#### Task to carry out
Copy the part of the Mohammad Muzammel Hossain biography from "Hossain was elevated" to "the Chief Justice of Bangladesh." word for word.

#### Page extract
:::
20th Chief Justice of Bangladesh
- In office 18 May 2011 – 16 January 2015
- Appointed by: Zillur Rahman
- President: Zillur Rahman Mohammad Abdul Hamid
- Prime Minister: Sheikh Hasina
- Preceded by: A. B. M. Khairul Haque
- Succeeded by: Surendra Kumar Sinha

Personal details
- Born: 17 January 1948 (age 78) Kishoreganj, East Bengal, Dominion of Pakistan
- Alma mater: University of Dhaka University of Sheffield

= Mohammad Muzammel Hossain =

20th Chief Justice of Bangladesh

Md. Muzammel Hossain (born 17 January 1948) is a Bangladeshi jurist who served as the 20th Chief Justice of Bangladesh.

==Early life and education==
Hossain was born in Kishoreganj on 17 January 1948 to Ahmed Hossain. Hossain obtained his LLB degree in 1970, MA degree in journalism in 1971 from the University of Dhaka, LLM degree from University of Sheffield in 1977 and Barrister-at-Law from Hon'ble Society of Lincoln's Inn, London, UK in 1980.

Hossain participated in a seminar on Racial Equality in UK in 1976, a conference at UK on "The Courts of the Commonwealth and Judicial Precedent in the Commonwealth" in 1977 and the Saarc Law Conference in Pakistan in 1977.

Hossain worked as a law faculty at University of Miadiguri in Nigeria, a professor at City Law College, Dhanmondi Law College and Bhuiyan Academy in Dhaka, and an examiner of both LLB (Hons) and LLM Examinations at the University of Dhaka.

==Career==
Hossain was enrolled as an advocate of the District Court and the High Court (HC) Division of SC in February, 1971 and 1978 respectively.

Hossain was elevated to the post of judge of the High Court Division on 27 April 1998, and judge of the Appellate Division on 16 July 2009. He became Chairman of the Bangladesh Judicial Service Pay Commission on 16 May 2010.

On 18 May 2011, Hossain became the Chief Justice of Bangladesh.

==Judgments==
During his judgeship period in the Appellate Division, Hossain delivered a number of landmark judgments including those on the killing of Sheikh Mujibur Rahman and the 5th and 13th amendments to the constitution.
:::
#### Given data

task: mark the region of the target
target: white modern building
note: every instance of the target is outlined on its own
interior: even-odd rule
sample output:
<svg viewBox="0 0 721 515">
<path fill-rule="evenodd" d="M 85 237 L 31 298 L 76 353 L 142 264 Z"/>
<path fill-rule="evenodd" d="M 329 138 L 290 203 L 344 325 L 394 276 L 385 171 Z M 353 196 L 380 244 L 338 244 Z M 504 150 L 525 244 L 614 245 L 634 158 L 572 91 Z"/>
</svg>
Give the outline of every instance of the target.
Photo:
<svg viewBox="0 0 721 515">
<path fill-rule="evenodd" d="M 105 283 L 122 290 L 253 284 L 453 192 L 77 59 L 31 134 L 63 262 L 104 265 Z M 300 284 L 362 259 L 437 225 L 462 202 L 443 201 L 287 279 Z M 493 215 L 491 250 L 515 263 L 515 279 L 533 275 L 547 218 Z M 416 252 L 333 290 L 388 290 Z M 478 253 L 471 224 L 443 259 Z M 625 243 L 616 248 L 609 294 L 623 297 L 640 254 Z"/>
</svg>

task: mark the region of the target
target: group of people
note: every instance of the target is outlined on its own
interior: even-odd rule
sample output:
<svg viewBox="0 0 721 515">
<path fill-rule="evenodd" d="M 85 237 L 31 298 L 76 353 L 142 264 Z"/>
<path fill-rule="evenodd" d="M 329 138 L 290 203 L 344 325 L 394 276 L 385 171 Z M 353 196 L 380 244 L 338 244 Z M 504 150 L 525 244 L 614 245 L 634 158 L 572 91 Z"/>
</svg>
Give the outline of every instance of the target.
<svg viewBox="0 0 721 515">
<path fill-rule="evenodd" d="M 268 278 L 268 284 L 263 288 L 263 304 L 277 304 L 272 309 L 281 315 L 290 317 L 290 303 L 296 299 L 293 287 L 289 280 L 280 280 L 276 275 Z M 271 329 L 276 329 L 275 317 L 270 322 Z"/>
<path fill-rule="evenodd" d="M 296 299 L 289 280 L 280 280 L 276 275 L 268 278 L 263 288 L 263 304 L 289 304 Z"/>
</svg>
:::
#### Output
Hossain was elevated to the post of judge of the High Court Division on 27 April 1998, and judge of the Appellate Division on 16 July 2009. He became Chairman of the Bangladesh Judicial Service Pay Commission on 16 May 2010.

On 18 May 2011, Hossain became the Chief Justice of Bangladesh.